# Preguntas:
1. Responde a partir del texto sobre Berceo:
(a) ¿En qué molde métrico queda vertida la prosa latina?
(b) ¿A quiénes se dirige el narrador en la introducción de los Milagros?
(c) ¿Qué forma de alabanza a la Virgen elige finalmente el poeta?
2. Según el texto sobre Berceo, el poeta enumera los modos de alabar a la Virgen que le ofrecía la tradición antes de indicar cuál elige. Enuméralos todos.
3. Prosigue el texto sobre Berceo a partir de su última oración.

# Texto aportado:
----

Berceo transforma el texto al recrearlo en una lengua diferente y además la prosa latina queda vertida en unos moldes métricos, el tetrástrico monorrimo de versos de catorce sílabas, cuyas prácticas métricas inauguradas en el Libro de Alexandre, en especial la dialefa, condicionaban extraordinariamente los registros expresivos, en los más diferentes planos. Desde la perspectiva de la intertextualidad, en otra modalidad diferente, podrían entenderse bien las continuadas expresiones idénticas o similares del Libro de Alexandre y la obra de Berceo.
En la introducción de los Milagros el narrador se dirige a los «amigos e vasallos de Dios omnipotent» (1ª), marco narrativo en el que el personaje ficticio, identificado con el «maestro Gonçalvo de Verceo nomnado» (2ª), cuenta lo sucedido en el prado alegórico. Como finamente analizó Orduna, al final de la novedosa Introducción, el poeta enumera figuradamente los diversos modos de alabar a la Virgen que la tradición le ofrecía: romanzar bien un tratado sobre la Virgen o un himno, bien una oración mariana, recopilar una vida de la Virgen o cantar los loores en sus Nombres; de todos ellos, elige la narración de sus milagros (Orduna, «La Introducción», 452). Teniendo en cuenta que estas diversas formas de alabanza se encontraban reunidas en unos mismos códices antológicos, como sucede en el mariale alcobacense, no sería demasiado aventurado pensar que Berceo pudo haber conocido un conjunto de textos similar. De este modo, las alusiones del prólogo podrían incluso tener un referente concreto, un mariale del que elige una de sus modalidades, los miracula.

----

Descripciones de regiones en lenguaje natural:
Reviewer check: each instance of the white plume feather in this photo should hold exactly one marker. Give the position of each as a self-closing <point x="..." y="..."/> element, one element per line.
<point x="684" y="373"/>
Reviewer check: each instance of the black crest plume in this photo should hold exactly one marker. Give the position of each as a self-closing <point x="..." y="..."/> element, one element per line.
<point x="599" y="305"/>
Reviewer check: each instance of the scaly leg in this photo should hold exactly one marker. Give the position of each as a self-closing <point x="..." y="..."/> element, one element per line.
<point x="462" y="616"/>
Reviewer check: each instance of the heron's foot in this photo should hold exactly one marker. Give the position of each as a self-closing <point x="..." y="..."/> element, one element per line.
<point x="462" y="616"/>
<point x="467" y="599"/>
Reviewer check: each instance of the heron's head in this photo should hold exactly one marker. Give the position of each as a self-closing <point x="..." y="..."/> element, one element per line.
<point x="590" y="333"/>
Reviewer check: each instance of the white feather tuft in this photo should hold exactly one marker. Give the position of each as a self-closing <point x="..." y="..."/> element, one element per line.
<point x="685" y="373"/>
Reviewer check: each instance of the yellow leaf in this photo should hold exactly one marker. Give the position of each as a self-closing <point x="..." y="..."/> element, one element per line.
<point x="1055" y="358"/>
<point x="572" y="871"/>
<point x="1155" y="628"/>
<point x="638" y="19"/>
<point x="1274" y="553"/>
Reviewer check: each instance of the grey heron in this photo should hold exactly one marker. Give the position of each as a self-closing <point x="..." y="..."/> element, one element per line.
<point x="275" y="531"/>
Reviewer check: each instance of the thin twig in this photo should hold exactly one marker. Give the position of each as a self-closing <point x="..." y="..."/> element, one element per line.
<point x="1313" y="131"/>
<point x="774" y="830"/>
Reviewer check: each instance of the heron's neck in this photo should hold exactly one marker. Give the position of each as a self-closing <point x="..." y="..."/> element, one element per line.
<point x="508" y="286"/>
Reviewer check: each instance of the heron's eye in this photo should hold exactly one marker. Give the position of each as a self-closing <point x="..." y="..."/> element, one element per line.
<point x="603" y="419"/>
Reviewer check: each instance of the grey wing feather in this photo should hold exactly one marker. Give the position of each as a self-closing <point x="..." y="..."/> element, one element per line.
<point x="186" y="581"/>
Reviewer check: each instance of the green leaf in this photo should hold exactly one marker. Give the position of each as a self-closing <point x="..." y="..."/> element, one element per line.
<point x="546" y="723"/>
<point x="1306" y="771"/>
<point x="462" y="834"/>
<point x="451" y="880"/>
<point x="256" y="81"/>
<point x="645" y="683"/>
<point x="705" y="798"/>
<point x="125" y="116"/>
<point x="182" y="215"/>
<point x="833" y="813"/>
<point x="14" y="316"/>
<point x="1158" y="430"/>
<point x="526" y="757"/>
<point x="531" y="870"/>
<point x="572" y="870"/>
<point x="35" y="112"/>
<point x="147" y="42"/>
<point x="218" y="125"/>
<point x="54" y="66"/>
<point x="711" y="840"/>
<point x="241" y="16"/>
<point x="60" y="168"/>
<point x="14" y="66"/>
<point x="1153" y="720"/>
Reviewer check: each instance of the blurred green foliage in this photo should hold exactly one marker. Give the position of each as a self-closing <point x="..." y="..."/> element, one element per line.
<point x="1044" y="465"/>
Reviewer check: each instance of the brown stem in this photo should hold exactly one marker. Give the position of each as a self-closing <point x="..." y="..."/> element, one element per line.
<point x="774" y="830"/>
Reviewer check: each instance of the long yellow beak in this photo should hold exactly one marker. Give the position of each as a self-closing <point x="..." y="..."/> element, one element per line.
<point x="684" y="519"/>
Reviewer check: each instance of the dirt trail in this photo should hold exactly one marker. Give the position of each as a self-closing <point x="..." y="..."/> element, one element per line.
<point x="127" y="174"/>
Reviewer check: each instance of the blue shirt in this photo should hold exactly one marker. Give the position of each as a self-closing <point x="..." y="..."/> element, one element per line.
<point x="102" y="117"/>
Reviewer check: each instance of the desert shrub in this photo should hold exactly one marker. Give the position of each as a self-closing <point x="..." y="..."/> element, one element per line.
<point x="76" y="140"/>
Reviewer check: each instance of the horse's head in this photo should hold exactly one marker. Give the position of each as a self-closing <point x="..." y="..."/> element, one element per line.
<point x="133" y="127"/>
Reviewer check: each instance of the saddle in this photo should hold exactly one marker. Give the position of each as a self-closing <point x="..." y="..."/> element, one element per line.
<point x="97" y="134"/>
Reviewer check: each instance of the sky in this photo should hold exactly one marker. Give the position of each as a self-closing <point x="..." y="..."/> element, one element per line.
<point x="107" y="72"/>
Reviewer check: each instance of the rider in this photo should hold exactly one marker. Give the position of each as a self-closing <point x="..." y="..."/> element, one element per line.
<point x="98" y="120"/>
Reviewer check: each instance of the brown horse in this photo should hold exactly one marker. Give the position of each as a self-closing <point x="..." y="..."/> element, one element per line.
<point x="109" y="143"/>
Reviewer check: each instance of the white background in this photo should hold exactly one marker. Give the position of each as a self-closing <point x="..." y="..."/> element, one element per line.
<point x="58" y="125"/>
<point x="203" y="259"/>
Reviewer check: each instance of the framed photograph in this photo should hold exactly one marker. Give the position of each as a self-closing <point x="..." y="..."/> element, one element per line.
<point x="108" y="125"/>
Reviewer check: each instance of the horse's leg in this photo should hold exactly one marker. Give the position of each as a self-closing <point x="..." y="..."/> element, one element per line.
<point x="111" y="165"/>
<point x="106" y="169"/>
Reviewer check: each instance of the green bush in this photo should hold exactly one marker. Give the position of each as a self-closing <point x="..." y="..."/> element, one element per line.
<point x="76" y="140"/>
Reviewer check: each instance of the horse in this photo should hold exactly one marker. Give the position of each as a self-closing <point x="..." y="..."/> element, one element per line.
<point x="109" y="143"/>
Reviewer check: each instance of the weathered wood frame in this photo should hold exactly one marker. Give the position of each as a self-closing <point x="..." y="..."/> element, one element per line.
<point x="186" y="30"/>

----

# Respuestas:
1.
(a) En el tetrástrico monorrimo de versos de catorce sílabas.
(b) A los «amigos e vasallos de Dios omnipotent».
(c) La narración de sus milagros.

2.
- Romanzar un tratado sobre la Virgen
- Romanzar un himno
- Romanzar una oración mariana
- Recopilar una vida de la Virgen
- Cantar los loores en sus Nombres

3.
Formalmente, esta comunicación interna y oral dirigida a la audiencia presente, en la que el narrador se recrea contando (o escribiendo), podríamos considerarla como un marco que aparece también al comienzo o al final de los milagros, o en ambos casos, como sucede en el número XX8. Se trata de uno de los procedimientos más llamativos, no el único y tampoco es sistemático, mediante él que se enlazan los Milagros con la Introducción y con el que se diferencia verbalmente cada relato; la técnica adquiere plenitud de sentido proyectando el texto en su percepción auditiva, mediante una lectura en voz alta, independientemente de que pudiera leerse en privado y de forma individual (Uría, «La forma de difusión»). En la materialidad del códice se aprecian visualmente las diferentes unidades narrativas, del mismo modo que estas marcas verbales delimitan el espacio del milagro, si bien es un detalle más que añadir a la reiterada configuración del propio relato con sus claros comienzos y finales.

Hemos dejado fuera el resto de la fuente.